■ **TEXT PROVIDED**

January 2 - January 23, 2002

Effective teachers never stop learning, and often find they learn as much from their students as their students do from them. This is particularly true for those involved in the creative arts. The artist/teacher is dedicated to living as both student and instructor, and is equally dedicated to the principle that each sustains the other. It is a principle Professor Gould brought with him when he began teaching art at Kingsborough in 1970. For thirty years has explored color in the painting class, in the art history classroom, and especially in his own studio.

This exhibition is intended to review his painting in the context of its own development. Consider it as you would a course of study. Selected works from the past thirty years are displayed chronologically in order to reveal the continuity of his purpose and the evolution of his style. Presented so, it will provide a working model for serious students of painting, and will give all visitors an intimate look at the creative process of an artist who has resolutely and methodically investigated the infinite possibilities of color. Like the work of Bauhaus teacher Josef Albers, George Gould’s painting does not lecture. It invites by the simple but effective means of its own enthusiasm.

Peter Malone

George Gould’s work is non-objective. It is not abstracted from, or influenced by nature. Instead, it explores the relationships of colors, shapes and markings. It is about chance and design, ambiguity and clarity, opposites and similarities. The exhibition may be viewed as two sequential periods, the first from 1968 to 1976 where the seeds of his complex approach take root, and the period since 1976 in which this approach, itself an echo of its own evolution, continues as an open-ended investigation.

■ **PARTS OF THE EXERCISE**
**A)** According to the exhibition text, in what year did Professor Gould begin teaching art at Kingsborough?
**B)** Do the following statements agree with the exhibition text? Answer yes or no for each, quoting the words that decide it: (i) Gould's work is abstracted from nature. (ii) The selected works are displayed chronologically. (iii) The exhibition may be viewed as three sequential periods.
**C)** Reproduce the part of the exhibition text that opens with the words containing "George Gould’s work" and closes with "an open-ended investigation.".
The records have no connection to the exhibition text.

■ **RAW RECORDS**

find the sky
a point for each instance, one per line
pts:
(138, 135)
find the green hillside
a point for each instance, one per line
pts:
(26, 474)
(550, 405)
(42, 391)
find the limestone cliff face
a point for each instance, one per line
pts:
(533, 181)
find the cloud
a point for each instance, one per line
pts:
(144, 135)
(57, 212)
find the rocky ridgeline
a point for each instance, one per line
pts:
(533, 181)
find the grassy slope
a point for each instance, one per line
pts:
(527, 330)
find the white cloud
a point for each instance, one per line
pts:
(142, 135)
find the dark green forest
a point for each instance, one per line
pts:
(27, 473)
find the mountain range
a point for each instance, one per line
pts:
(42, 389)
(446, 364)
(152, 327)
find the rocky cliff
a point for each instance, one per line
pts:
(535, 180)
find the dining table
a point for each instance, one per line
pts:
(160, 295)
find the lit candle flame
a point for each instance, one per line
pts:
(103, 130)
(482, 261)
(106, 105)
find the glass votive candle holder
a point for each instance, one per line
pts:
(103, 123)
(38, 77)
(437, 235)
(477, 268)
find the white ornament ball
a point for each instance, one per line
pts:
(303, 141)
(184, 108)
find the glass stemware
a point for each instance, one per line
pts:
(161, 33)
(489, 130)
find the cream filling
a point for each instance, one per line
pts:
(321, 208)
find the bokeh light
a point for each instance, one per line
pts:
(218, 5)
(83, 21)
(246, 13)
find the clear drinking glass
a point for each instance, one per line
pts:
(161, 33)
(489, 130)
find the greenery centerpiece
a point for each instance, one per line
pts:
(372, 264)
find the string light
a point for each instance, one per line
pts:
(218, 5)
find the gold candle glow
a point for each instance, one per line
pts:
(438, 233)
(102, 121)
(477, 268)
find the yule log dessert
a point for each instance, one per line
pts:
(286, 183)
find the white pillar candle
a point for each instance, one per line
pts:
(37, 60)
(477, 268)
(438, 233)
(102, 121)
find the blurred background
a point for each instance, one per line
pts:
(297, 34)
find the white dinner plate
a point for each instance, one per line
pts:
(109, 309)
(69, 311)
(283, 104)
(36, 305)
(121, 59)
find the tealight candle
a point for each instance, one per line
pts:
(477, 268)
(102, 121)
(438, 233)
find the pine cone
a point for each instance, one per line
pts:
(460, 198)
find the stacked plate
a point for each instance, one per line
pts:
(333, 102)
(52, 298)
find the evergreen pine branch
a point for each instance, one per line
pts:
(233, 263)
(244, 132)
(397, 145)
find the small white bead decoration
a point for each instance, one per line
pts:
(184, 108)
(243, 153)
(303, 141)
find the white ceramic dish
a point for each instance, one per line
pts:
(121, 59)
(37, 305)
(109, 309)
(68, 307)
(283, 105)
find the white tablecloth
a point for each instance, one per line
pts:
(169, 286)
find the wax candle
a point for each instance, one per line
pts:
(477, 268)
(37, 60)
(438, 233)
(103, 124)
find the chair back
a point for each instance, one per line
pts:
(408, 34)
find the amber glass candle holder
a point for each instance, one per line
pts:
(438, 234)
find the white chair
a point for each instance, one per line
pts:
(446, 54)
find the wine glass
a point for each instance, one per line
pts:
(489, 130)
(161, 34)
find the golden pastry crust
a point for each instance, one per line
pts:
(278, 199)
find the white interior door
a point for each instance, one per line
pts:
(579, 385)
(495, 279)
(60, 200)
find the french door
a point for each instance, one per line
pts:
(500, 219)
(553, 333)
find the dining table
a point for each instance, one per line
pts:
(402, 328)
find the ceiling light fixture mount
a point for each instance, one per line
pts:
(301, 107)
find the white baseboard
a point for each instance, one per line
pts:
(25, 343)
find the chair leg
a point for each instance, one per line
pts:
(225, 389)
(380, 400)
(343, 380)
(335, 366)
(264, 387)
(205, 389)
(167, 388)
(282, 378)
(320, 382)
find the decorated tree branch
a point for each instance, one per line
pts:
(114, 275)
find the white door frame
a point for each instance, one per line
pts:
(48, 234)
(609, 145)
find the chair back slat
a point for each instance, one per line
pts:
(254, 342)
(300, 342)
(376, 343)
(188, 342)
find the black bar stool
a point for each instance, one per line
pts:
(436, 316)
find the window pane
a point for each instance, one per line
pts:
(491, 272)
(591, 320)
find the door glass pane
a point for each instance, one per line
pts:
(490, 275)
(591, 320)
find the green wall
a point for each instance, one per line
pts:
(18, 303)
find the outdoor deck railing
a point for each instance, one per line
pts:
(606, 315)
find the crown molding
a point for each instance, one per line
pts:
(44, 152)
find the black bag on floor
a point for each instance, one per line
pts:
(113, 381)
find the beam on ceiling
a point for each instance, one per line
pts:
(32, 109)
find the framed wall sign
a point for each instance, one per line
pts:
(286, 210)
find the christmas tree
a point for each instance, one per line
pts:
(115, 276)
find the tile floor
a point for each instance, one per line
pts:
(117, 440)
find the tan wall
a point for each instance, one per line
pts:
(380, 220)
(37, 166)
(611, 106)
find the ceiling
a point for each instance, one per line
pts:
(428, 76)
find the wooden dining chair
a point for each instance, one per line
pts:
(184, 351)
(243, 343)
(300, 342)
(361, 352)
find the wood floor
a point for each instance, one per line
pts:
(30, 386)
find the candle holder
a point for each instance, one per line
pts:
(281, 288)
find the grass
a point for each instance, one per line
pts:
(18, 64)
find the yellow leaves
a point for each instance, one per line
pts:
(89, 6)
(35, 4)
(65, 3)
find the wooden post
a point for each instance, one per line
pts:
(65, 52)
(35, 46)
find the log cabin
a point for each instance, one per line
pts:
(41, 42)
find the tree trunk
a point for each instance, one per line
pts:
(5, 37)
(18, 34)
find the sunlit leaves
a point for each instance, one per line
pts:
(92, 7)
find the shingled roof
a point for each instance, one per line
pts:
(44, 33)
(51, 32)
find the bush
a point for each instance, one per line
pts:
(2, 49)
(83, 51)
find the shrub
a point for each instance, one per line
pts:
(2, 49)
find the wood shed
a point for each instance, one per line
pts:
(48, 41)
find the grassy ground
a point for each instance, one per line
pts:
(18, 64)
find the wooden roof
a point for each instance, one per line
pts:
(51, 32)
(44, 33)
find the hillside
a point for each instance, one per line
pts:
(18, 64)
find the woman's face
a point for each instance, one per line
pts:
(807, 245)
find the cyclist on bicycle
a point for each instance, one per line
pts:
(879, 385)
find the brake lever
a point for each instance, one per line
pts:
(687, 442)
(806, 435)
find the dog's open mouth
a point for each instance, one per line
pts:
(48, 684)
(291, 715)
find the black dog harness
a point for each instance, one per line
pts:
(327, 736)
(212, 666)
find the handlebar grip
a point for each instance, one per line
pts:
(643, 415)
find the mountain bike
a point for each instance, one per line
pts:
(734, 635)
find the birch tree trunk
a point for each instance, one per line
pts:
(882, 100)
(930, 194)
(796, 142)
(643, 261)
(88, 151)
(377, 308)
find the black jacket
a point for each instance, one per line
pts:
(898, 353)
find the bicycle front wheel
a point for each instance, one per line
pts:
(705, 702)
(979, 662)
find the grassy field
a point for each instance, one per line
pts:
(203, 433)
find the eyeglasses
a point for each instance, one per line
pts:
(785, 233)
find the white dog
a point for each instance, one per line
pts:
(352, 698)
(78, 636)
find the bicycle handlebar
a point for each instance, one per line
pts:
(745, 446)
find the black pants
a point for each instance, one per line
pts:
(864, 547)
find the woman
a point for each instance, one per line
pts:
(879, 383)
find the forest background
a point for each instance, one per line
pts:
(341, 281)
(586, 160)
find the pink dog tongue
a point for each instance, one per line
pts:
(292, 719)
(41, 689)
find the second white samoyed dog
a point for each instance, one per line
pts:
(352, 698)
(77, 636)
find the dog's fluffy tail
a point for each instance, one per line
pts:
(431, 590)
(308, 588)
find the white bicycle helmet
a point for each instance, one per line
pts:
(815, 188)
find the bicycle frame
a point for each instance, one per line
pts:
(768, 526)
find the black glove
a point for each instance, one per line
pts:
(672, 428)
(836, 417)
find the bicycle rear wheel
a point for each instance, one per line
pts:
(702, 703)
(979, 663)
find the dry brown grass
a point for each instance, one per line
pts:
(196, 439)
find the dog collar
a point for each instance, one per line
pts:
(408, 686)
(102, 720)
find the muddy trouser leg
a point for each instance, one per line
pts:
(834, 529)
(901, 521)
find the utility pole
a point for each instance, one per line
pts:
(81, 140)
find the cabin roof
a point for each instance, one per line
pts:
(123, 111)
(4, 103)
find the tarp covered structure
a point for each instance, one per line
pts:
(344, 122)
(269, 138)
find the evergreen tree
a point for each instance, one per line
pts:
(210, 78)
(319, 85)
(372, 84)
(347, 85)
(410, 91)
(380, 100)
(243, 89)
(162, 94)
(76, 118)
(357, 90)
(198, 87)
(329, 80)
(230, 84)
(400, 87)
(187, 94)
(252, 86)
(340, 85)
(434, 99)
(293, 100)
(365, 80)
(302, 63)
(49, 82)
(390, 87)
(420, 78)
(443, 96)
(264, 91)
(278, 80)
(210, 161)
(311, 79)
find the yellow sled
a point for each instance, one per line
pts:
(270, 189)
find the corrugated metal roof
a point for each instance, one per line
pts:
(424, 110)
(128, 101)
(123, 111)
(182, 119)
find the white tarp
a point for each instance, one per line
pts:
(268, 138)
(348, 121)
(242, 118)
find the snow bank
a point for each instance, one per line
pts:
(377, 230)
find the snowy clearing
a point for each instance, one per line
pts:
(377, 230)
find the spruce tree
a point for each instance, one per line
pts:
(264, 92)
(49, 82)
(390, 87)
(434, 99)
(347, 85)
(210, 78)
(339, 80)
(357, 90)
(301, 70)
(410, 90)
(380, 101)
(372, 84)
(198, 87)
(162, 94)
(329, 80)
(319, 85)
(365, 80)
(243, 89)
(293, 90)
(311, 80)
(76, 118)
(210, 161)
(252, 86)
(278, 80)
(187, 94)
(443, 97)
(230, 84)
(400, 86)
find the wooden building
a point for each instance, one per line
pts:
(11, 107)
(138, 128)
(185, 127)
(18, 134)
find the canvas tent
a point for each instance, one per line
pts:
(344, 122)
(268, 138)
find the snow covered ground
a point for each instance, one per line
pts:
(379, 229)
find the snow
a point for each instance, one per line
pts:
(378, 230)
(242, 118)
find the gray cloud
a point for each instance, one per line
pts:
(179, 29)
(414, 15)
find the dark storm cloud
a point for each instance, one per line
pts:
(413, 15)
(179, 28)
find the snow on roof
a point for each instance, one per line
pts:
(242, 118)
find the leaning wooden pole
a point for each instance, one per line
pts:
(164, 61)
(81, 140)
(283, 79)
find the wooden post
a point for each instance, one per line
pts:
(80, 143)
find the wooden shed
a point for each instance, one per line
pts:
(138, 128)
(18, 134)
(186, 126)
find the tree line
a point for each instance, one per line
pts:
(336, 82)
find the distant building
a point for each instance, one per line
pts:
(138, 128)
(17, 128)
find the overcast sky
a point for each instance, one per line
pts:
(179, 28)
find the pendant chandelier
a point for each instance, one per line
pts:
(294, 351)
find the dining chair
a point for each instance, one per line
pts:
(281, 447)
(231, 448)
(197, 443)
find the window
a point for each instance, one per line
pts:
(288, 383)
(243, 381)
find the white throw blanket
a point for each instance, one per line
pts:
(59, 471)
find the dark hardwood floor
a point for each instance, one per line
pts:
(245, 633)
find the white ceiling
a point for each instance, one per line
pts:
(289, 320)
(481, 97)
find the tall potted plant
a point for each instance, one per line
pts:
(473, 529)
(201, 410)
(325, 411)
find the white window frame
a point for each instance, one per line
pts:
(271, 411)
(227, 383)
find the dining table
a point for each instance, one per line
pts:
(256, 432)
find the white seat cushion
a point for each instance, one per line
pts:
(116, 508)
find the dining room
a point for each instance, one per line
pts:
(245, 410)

■ **THE SOLUTIONS**
**A)** 1970

**B)**
(i) No: "It is not abstracted from, or influenced by nature."
(ii) Yes: "Selected works from the past thirty years are displayed chronologically"
(iii) No: "The exhibition may be viewed as two sequential periods"

**C)**
George Gould’s work is non-objective. It is not abstracted from, or influenced by nature. Instead, it explores the relationships of colors, shapes and markings. It is about chance and design, ambiguity and clarity, opposites and similarities. The exhibition may be viewed as two sequential periods, the first from 1968 to 1976 where the seeds of his complex approach take root, and the period since 1976 in which this approach, itself an echo of its own evolution, continues as an open-ended investigation.